(Dataset records)

BEGIN

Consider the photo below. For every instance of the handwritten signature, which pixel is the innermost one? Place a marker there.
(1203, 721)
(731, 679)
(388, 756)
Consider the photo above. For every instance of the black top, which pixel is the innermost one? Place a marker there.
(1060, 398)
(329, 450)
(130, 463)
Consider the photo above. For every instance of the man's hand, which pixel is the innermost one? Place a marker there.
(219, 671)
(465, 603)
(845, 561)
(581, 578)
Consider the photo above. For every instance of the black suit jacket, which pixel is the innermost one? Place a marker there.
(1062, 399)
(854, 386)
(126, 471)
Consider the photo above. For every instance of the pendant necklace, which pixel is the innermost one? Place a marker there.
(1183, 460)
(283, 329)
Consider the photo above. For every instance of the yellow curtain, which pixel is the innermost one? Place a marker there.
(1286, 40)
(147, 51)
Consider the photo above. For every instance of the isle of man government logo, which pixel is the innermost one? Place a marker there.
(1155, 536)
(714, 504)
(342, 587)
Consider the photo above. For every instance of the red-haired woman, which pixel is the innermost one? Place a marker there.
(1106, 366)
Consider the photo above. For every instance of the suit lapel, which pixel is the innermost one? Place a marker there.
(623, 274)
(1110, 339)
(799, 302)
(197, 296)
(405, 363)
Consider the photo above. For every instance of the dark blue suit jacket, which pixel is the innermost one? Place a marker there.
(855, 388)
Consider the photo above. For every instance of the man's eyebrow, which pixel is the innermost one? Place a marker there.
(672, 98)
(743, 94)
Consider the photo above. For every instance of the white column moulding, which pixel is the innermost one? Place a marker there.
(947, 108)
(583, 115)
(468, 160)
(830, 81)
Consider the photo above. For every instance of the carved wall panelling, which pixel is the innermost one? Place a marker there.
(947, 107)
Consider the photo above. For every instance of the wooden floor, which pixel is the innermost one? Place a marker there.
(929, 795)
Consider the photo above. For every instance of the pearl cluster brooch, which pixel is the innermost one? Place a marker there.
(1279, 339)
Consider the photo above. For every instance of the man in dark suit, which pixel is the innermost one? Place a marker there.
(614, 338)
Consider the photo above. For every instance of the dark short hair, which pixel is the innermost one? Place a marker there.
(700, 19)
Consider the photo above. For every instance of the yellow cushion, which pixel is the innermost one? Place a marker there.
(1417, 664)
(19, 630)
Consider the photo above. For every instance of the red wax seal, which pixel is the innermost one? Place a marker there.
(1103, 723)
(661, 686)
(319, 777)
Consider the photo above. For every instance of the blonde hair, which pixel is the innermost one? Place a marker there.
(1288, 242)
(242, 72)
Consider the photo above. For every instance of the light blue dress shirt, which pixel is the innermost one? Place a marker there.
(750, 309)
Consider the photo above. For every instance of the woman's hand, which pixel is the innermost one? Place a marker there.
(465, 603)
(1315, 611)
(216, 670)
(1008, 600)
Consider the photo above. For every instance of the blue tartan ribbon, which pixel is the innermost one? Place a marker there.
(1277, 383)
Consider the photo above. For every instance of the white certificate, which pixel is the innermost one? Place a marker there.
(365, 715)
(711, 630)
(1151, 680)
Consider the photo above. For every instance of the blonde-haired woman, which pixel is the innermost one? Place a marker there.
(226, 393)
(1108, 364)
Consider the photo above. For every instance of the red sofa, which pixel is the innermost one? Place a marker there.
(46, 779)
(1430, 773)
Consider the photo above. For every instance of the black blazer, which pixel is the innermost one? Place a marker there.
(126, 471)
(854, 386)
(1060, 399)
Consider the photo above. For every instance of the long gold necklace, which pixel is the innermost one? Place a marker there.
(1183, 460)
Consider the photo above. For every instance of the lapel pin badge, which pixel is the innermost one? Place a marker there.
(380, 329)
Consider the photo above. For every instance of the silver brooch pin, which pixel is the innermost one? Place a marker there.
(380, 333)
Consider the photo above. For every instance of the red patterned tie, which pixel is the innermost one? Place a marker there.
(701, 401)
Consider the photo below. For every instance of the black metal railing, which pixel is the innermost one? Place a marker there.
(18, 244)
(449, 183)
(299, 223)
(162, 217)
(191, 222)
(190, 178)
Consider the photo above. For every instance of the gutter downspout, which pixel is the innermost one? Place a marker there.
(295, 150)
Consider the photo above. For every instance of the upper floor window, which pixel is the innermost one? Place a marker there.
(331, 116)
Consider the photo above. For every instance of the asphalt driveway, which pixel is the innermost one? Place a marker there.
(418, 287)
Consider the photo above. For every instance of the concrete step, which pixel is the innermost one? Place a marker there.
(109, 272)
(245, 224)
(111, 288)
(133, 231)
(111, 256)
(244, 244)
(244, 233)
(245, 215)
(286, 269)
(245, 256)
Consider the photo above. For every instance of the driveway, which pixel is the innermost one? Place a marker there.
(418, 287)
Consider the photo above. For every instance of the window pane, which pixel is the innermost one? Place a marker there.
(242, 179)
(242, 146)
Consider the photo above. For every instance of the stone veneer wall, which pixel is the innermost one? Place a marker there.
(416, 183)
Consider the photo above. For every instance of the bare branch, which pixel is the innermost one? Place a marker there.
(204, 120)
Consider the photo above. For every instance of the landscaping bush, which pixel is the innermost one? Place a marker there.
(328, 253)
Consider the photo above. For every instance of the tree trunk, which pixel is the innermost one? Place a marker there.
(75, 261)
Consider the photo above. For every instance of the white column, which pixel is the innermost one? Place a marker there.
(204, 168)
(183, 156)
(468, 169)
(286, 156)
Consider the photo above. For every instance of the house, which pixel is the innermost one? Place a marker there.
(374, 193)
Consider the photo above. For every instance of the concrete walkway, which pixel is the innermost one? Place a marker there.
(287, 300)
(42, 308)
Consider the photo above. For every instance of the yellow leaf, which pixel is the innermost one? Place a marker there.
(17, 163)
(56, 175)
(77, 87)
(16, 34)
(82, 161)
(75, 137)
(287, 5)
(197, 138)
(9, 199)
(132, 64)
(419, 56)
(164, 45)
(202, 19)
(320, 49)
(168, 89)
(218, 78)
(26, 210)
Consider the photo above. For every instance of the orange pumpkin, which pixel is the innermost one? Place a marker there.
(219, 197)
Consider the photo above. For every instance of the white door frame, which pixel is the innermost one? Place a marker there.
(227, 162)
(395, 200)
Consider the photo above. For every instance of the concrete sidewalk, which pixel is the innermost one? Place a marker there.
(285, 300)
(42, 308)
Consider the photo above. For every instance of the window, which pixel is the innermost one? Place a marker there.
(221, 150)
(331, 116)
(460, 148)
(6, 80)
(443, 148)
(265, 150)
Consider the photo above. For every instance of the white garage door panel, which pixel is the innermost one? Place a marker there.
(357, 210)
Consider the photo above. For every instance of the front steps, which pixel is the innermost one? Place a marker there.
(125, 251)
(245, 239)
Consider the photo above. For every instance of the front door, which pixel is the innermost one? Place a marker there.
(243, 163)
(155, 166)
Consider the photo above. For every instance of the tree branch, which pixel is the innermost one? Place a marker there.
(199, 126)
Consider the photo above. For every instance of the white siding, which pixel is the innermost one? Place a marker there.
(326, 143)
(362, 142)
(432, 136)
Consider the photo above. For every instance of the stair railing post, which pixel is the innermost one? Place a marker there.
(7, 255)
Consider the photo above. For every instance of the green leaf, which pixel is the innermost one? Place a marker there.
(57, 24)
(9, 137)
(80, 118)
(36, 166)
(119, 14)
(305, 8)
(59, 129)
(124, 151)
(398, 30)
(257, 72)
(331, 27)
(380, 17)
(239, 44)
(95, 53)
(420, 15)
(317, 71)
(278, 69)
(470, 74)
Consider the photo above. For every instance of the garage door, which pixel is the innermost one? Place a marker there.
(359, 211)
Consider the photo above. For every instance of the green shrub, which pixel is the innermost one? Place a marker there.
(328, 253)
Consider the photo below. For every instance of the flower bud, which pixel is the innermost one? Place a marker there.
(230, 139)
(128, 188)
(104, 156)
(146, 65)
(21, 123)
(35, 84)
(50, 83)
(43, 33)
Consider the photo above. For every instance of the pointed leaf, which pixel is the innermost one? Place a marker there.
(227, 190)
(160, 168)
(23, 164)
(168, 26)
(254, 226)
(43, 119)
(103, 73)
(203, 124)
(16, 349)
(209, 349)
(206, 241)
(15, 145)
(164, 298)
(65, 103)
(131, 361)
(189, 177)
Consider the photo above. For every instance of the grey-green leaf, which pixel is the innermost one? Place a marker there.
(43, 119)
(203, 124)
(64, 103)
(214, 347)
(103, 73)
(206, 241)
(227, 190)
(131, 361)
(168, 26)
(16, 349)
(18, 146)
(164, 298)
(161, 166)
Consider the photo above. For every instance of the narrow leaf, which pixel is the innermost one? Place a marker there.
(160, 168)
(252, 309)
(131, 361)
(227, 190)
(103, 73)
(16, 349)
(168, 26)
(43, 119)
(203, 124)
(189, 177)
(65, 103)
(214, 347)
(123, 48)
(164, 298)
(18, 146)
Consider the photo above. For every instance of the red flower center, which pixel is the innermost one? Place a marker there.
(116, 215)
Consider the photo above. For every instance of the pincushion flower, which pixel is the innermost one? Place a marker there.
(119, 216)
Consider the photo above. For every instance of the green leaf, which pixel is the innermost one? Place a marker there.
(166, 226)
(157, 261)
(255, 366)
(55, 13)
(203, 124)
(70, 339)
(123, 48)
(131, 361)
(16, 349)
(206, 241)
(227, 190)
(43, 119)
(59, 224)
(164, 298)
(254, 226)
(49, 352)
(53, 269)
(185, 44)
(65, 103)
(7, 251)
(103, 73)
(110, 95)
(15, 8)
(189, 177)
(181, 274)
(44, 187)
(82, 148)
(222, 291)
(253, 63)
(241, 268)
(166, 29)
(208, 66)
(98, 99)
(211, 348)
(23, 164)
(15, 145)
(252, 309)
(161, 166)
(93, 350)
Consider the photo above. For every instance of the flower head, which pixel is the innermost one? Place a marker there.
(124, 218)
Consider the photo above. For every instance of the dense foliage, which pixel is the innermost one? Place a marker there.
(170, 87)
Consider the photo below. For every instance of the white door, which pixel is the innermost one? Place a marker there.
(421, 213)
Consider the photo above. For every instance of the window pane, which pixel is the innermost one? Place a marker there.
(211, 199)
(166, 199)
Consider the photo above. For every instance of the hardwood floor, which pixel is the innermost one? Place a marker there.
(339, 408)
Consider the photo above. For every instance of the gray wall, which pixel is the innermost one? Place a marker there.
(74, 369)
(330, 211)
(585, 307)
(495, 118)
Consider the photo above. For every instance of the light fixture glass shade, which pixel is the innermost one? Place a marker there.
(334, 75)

END

• _REQUIRED WORK_:
Beginning with the line that has "Consider the photo above. For every instance of the pincushion", set down each line through the last one above, exactly, and nothing else.

• _RESULT OF THE TASK_:
Consider the photo above. For every instance of the pincushion flower, which pixel is the innermost one? Place a marker there.
(119, 216)
Consider the photo above. For every instance of the green leaf, which pixel is the innermost one? Place a marker there.
(166, 226)
(157, 261)
(255, 366)
(55, 13)
(203, 124)
(70, 339)
(123, 48)
(131, 361)
(16, 349)
(206, 241)
(227, 190)
(43, 119)
(59, 224)
(164, 298)
(254, 226)
(49, 352)
(53, 269)
(185, 44)
(65, 103)
(7, 251)
(103, 73)
(110, 95)
(15, 8)
(189, 177)
(181, 274)
(44, 187)
(82, 148)
(222, 291)
(253, 63)
(241, 268)
(166, 29)
(208, 66)
(98, 99)
(211, 348)
(23, 164)
(15, 145)
(252, 309)
(161, 166)
(93, 350)
Consider the photo above. For every instance of the flower head, which pixel is the innermost one? Place a marker there.
(124, 218)
Consider the photo above. For every instance of the dense foliage, which pixel is the innermost one? Place a marker there.
(170, 87)
Consider the photo below. For every instance of the white door, which pixel is the innermost one? Place a marker there.
(421, 213)
Consider the photo above. For every instance of the window pane, which pixel is the innermost one? Place a marker there.
(211, 199)
(166, 199)
Consider the photo above. For every instance of the hardwood floor, which pixel is the innermost one? Place a marker there.
(339, 408)
Consider the photo above. For every instance of the gray wall, which pixel is the innermost one? Place a marker there.
(74, 369)
(330, 211)
(585, 307)
(495, 118)
Consider the photo above. For every instance of the light fixture glass shade, which pixel is the innermost one? Place a marker there.
(334, 75)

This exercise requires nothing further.